Stated goal: Extract each line in the items below that contains the word "fence", copying every such line in full.

>> begin Provided data

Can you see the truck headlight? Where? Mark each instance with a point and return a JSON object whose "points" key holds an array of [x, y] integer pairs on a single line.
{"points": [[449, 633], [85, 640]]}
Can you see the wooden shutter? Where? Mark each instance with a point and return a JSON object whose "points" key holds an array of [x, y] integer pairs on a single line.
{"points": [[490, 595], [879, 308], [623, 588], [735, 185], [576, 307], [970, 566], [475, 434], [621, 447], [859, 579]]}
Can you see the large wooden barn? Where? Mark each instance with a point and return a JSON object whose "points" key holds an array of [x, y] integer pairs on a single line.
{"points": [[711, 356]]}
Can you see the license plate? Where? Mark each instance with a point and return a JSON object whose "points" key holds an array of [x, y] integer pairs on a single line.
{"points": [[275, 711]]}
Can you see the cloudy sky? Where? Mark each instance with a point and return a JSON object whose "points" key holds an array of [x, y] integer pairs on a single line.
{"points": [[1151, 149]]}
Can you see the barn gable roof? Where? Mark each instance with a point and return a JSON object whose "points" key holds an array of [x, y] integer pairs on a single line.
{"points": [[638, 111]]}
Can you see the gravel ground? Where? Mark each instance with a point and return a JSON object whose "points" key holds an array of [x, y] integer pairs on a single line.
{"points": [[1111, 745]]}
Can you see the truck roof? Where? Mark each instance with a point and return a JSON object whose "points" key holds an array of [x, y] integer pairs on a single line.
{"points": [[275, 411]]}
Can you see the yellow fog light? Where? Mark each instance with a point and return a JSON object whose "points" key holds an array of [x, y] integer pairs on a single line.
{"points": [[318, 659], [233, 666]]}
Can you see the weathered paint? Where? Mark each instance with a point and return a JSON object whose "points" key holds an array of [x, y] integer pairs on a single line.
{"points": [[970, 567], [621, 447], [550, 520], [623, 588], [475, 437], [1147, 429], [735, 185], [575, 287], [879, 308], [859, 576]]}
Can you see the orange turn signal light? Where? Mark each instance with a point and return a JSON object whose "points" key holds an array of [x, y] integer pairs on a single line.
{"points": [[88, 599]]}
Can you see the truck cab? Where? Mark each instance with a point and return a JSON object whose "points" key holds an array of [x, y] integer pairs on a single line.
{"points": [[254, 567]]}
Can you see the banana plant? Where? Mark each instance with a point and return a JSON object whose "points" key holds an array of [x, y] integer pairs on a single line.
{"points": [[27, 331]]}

>> end Provided data
>> begin Provided data

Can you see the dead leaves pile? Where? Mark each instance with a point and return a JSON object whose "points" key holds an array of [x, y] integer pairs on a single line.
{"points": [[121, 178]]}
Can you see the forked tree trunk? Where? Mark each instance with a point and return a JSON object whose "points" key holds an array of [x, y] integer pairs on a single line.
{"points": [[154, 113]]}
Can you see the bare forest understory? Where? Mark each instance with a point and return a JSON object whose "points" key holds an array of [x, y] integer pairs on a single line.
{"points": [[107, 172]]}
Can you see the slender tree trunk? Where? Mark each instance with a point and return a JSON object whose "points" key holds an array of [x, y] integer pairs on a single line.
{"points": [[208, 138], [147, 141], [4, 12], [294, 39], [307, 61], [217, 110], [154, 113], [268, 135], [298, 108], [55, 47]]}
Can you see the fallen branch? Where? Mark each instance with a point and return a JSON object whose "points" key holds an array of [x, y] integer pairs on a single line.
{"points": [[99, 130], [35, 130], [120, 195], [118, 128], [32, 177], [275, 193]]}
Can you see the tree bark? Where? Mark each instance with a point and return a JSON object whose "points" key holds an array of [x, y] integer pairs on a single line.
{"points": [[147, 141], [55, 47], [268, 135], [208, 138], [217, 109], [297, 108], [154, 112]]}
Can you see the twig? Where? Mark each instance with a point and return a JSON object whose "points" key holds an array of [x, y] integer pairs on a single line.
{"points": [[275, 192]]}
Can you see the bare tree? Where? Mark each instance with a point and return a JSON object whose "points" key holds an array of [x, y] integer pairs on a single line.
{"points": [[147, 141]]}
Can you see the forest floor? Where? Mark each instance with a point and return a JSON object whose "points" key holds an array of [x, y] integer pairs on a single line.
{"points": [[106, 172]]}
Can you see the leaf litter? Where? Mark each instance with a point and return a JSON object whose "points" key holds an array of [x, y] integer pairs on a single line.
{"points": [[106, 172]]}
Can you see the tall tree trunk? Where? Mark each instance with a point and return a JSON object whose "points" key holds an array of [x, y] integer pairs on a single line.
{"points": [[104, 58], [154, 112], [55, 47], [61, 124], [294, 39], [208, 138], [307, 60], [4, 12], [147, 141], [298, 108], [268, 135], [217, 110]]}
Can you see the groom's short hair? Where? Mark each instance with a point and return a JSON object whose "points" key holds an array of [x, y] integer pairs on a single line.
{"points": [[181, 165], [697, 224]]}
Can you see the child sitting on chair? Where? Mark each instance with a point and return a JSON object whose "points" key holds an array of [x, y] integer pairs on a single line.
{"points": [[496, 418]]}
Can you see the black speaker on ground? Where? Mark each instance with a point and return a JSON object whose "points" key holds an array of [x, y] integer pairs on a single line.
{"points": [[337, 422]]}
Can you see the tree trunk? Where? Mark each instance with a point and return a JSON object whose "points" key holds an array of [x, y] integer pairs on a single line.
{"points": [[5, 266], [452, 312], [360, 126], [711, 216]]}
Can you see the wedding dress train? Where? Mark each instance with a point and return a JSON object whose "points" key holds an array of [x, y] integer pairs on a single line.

>> end Provided data
>> begin Provided data

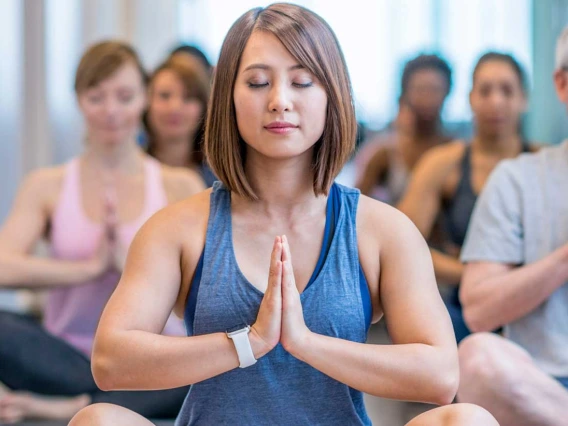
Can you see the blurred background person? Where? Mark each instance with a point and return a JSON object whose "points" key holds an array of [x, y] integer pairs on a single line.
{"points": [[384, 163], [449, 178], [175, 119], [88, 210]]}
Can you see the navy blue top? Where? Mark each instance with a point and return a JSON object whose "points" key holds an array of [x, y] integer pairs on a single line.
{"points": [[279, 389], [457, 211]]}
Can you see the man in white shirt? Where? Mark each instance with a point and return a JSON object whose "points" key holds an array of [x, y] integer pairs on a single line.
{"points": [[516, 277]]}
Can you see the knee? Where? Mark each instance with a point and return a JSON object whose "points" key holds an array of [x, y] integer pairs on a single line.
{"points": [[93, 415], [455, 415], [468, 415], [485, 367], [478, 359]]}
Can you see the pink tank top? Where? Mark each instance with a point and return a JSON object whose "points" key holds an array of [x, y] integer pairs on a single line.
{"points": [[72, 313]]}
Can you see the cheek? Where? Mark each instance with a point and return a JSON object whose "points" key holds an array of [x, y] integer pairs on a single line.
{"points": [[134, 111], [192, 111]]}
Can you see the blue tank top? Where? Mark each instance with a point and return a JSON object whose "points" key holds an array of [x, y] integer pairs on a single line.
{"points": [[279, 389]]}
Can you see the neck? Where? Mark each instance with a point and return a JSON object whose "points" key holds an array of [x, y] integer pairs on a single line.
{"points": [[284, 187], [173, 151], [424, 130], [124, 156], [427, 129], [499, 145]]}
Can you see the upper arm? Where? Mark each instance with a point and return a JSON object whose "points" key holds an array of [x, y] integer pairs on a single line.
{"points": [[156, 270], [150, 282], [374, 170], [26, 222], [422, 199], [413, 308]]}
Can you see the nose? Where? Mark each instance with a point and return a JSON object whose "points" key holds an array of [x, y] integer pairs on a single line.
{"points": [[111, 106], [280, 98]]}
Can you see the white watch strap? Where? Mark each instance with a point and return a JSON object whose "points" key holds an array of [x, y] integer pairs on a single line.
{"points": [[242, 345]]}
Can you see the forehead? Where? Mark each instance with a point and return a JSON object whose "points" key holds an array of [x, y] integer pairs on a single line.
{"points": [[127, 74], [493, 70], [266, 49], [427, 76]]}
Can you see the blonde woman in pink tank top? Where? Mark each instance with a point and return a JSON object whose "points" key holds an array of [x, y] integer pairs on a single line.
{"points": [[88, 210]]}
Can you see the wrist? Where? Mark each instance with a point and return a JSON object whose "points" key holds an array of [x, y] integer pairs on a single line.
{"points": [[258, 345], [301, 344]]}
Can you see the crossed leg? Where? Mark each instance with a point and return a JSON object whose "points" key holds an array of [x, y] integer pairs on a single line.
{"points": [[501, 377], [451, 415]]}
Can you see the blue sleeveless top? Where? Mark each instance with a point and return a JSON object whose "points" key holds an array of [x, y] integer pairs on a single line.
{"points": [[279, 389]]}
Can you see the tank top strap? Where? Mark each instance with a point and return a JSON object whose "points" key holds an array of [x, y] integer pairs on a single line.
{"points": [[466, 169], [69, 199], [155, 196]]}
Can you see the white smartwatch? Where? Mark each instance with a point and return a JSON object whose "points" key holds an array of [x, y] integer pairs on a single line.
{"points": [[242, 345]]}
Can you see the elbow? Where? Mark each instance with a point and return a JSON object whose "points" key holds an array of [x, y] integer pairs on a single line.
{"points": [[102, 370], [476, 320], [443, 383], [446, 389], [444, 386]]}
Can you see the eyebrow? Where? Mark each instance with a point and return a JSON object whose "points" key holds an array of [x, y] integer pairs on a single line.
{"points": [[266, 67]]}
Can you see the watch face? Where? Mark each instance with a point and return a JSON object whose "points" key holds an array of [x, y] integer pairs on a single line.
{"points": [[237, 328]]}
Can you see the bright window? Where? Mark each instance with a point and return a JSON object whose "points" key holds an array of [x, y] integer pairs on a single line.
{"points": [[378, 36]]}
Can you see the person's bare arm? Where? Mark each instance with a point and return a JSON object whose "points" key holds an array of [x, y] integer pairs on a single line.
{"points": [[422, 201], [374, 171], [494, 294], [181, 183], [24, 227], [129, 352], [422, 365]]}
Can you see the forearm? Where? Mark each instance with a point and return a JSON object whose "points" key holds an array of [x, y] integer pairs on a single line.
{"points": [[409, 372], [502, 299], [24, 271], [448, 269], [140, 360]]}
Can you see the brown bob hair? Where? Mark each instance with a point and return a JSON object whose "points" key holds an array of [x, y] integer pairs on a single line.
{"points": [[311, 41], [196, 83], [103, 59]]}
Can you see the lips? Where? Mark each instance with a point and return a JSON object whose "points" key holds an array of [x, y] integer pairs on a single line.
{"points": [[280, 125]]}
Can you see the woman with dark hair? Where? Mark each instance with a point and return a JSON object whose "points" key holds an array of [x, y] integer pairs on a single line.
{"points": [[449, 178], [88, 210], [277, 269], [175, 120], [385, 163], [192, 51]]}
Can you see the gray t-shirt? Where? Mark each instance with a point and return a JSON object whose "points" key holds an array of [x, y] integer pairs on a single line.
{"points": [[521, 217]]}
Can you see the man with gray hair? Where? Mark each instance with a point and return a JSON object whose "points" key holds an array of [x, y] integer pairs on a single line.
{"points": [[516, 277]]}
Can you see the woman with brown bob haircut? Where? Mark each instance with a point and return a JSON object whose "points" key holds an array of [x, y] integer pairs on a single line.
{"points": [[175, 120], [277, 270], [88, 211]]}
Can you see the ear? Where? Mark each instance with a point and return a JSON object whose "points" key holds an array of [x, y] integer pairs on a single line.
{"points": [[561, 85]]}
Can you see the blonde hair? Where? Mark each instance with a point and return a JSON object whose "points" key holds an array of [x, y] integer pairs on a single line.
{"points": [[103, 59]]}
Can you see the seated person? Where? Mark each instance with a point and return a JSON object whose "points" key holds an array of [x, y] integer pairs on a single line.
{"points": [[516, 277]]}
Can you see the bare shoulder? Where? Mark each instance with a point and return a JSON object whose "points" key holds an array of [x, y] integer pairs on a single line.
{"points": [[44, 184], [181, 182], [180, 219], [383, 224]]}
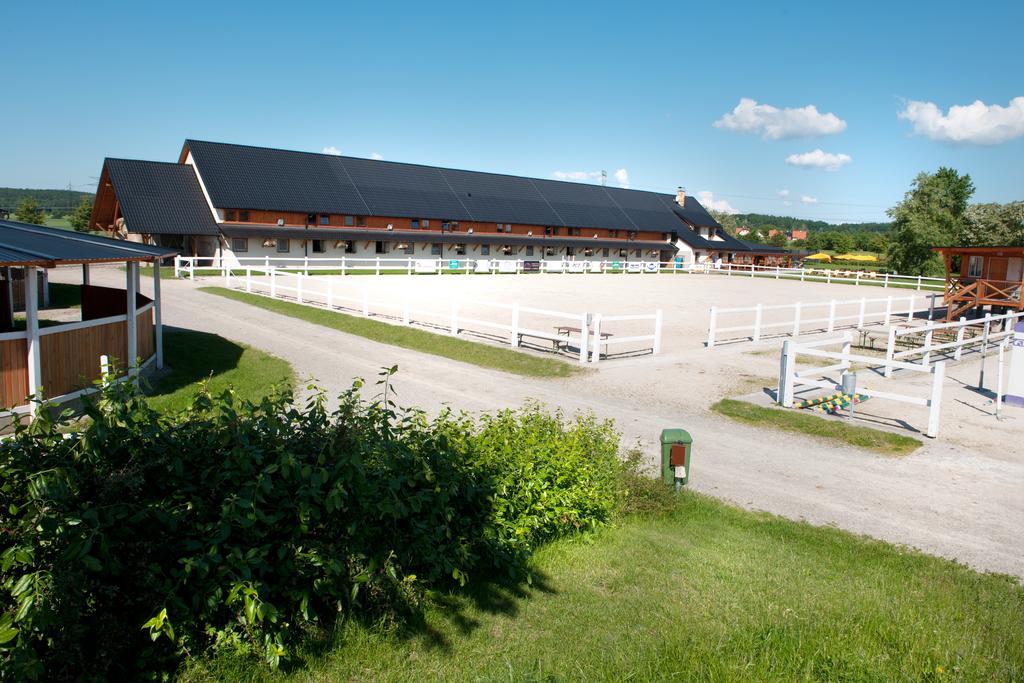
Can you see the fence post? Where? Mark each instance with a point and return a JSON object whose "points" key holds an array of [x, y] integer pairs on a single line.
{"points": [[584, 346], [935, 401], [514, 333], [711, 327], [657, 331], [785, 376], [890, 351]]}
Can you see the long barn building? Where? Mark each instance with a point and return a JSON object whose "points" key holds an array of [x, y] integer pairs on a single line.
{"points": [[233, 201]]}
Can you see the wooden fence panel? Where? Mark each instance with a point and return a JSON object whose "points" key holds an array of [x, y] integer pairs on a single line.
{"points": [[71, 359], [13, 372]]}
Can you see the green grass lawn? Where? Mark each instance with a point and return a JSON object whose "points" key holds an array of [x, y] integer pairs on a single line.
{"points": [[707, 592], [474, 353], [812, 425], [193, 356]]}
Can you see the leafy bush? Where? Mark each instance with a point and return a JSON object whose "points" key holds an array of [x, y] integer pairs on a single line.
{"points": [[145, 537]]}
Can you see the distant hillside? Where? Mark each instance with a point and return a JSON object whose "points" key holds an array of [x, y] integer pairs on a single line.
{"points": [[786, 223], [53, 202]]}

>> end Provided data

Answer to this exercise:
Can you see the fence post? Where? Mark each instance with a point and return a JSON object whose "points" key holds an array of [x, y] integer pairs on a single line.
Can you see the wooden fence panel? Where? Mark each instance with a point and return a JSON object whose "points" key holds an array of [x, y] integer pairs on a single line.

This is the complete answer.